═════ Provided material ═════

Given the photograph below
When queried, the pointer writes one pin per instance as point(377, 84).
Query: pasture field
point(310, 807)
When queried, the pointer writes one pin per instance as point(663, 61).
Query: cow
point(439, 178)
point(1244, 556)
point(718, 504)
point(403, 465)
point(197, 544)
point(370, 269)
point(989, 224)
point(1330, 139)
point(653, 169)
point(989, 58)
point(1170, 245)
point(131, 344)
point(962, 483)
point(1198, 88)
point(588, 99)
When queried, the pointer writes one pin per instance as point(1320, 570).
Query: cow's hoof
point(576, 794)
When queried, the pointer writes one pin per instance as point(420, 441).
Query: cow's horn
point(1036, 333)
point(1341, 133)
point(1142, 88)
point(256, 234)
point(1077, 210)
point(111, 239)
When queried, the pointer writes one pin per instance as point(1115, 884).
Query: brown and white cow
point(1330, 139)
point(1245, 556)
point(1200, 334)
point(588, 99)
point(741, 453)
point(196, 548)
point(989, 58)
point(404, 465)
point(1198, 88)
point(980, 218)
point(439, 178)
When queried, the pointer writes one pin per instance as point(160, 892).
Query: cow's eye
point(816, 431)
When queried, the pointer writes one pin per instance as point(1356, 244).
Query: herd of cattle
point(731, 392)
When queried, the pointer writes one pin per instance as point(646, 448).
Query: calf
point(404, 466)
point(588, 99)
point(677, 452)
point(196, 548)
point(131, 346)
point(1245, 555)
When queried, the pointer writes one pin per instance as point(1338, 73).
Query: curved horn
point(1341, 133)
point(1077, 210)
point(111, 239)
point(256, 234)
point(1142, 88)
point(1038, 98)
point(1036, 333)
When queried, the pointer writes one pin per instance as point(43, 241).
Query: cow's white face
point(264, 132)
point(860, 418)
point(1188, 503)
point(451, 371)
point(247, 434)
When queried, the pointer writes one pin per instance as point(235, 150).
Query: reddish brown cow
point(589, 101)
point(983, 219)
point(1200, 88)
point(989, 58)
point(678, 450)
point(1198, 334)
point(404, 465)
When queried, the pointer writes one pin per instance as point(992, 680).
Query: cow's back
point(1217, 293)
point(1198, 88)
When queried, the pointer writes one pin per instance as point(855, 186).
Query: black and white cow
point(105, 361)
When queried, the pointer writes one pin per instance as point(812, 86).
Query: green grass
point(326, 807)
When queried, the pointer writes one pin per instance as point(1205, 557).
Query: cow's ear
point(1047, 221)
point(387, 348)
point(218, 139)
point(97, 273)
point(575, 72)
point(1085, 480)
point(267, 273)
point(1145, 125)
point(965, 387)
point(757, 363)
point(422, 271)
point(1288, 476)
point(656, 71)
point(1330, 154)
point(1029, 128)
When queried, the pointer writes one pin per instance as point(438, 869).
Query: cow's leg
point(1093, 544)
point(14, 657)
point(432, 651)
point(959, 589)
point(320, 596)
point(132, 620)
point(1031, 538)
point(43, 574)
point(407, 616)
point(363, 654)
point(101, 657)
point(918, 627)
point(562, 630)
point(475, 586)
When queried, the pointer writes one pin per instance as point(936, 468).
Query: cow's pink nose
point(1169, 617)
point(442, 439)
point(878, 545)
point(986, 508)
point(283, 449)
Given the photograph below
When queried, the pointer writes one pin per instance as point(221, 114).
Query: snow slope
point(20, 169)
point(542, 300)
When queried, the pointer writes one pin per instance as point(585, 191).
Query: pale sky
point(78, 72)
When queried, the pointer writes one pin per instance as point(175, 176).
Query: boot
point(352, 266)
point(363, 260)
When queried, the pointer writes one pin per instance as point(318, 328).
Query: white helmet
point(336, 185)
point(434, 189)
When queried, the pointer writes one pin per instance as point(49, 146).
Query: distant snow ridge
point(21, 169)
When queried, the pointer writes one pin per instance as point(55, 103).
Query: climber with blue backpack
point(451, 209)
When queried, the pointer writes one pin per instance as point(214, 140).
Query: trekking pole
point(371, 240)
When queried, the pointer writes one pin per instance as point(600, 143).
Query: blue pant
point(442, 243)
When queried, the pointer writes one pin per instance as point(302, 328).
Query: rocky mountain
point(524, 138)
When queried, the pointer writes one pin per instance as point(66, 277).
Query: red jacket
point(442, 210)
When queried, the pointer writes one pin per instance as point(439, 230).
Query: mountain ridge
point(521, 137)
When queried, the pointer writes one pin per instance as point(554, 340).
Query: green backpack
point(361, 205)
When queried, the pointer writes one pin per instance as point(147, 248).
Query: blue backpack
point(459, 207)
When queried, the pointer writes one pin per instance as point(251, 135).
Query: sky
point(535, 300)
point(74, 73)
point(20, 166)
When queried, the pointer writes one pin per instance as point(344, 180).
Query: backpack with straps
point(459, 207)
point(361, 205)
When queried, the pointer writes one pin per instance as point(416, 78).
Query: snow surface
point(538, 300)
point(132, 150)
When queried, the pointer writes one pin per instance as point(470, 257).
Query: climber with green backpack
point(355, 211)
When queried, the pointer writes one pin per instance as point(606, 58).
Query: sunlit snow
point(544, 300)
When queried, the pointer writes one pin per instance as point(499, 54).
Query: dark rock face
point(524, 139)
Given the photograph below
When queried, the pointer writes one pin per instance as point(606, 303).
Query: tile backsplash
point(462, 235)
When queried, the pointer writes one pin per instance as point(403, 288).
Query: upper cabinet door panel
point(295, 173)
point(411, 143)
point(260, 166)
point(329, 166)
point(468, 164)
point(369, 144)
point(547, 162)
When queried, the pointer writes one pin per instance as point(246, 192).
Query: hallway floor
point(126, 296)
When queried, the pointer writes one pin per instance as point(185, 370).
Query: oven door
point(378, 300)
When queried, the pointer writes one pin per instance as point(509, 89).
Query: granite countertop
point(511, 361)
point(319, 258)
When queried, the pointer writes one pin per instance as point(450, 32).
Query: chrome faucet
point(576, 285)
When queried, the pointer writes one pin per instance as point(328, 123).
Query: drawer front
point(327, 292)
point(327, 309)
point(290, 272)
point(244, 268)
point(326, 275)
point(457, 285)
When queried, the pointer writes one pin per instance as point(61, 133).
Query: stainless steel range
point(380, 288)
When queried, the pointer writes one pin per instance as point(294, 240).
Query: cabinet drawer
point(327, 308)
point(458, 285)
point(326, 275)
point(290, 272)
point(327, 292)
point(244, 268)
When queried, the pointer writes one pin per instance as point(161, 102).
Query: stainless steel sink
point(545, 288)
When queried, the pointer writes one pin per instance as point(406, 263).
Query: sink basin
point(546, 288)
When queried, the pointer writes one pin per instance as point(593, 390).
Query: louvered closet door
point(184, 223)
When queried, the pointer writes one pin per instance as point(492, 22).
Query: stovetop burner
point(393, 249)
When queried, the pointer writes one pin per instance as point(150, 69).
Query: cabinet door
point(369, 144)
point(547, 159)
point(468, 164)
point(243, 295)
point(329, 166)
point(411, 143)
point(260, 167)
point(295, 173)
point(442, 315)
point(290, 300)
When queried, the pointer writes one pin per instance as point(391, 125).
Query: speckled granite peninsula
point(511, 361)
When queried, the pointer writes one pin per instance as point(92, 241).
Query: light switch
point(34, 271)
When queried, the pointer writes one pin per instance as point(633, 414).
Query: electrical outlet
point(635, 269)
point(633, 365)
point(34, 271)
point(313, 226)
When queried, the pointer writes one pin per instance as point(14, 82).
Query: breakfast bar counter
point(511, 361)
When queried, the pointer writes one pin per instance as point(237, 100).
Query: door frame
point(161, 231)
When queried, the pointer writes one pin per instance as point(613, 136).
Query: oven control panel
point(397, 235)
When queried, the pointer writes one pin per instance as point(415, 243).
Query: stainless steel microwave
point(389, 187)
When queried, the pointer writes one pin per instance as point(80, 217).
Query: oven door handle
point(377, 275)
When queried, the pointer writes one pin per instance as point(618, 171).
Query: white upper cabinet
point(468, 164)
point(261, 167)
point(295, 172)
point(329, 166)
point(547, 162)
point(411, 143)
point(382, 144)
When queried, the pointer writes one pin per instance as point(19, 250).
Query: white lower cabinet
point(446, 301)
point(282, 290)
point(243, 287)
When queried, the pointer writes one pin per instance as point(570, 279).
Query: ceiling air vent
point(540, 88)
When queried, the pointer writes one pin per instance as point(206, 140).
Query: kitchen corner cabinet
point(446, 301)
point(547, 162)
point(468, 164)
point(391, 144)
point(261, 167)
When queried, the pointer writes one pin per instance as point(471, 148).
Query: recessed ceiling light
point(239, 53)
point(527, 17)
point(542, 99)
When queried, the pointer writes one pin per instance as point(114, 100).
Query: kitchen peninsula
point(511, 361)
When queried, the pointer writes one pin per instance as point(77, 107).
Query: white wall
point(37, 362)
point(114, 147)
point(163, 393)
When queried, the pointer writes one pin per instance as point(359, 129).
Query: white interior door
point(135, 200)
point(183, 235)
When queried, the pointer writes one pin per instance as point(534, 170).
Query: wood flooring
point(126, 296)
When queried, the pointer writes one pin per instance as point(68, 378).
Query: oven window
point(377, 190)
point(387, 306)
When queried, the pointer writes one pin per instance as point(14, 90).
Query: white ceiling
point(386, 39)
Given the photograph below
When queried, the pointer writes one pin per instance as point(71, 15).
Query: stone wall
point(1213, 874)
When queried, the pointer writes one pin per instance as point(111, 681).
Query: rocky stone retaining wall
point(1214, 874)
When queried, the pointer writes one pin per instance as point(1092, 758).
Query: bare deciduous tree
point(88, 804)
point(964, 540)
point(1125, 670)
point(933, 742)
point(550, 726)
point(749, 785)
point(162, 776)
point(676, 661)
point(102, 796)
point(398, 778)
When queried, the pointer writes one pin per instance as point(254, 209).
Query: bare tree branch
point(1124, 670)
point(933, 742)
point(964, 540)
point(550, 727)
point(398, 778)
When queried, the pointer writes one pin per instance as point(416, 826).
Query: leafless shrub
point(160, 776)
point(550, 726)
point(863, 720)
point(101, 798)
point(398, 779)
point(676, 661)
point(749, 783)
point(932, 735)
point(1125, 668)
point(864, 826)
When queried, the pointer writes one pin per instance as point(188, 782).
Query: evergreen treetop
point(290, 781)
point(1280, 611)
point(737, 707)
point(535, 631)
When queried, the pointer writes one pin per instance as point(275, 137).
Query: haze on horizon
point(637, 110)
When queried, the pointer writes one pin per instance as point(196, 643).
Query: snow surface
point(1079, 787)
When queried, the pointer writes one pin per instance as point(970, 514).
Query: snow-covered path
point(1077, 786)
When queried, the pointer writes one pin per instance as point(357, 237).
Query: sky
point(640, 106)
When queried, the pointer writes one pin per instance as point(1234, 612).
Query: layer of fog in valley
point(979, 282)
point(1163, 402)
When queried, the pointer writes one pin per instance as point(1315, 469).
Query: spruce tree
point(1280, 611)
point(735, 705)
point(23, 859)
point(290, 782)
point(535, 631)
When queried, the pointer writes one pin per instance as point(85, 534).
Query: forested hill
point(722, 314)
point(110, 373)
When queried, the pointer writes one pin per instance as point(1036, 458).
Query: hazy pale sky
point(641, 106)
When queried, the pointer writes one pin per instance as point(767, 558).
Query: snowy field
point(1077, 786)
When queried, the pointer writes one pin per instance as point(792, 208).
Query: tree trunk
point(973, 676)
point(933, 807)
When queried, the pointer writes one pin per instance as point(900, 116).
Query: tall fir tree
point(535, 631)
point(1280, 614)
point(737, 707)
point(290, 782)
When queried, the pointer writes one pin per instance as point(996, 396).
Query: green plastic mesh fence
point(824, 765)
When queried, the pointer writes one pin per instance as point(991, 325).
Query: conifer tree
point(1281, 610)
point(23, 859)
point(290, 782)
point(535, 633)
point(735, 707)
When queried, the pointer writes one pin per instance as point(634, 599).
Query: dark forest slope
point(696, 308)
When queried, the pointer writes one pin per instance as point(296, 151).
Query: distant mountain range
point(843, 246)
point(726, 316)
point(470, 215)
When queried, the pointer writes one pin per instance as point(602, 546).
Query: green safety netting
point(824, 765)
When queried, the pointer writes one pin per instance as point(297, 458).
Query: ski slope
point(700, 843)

═════

→ Work instruction: Starting at the line above that contains "as point(357, 237).", write out each line exactly until the line that contains "as point(602, 546)." has been written, and stop there.

→ Finished task:
When queried, the pointer writes one pin per instance as point(357, 237).
Query: sky
point(640, 106)
When queried, the pointer writes one pin per instance as point(1234, 612).
Query: layer of fog in valley
point(979, 282)
point(1163, 402)
When queried, the pointer writes one pin per instance as point(1315, 469).
Query: spruce tree
point(1280, 611)
point(735, 705)
point(23, 859)
point(290, 782)
point(535, 631)
When queried, the pointer writes one pin per instance as point(85, 534).
Query: forested hill
point(722, 314)
point(110, 373)
When queried, the pointer writes one pin per instance as point(1036, 458).
Query: hazy pale sky
point(641, 106)
When queried, the pointer writes one pin per instance as point(767, 558).
Query: snowy field
point(1077, 786)
When queried, the pointer writes one pin per instance as point(792, 208).
Query: tree trunk
point(973, 676)
point(933, 807)
When queried, the pointer writes one pin per instance as point(900, 116).
Query: tall fir tree
point(535, 631)
point(1280, 614)
point(737, 707)
point(290, 782)
When queried, the pointer writes one pin per instance as point(996, 396).
Query: green plastic mesh fence
point(824, 765)
When queried, the pointer writes one pin per instance as point(991, 325).
Query: conifer tree
point(1281, 610)
point(23, 859)
point(290, 782)
point(535, 633)
point(735, 707)
When queried, the pointer writes one pin per instance as point(634, 599).
Query: dark forest slope
point(696, 308)
When queried, the pointer writes one pin per instance as point(296, 151).
Query: distant mountain range
point(843, 246)
point(726, 316)
point(470, 215)
When queried, the pointer writes one pin per instance as point(602, 546).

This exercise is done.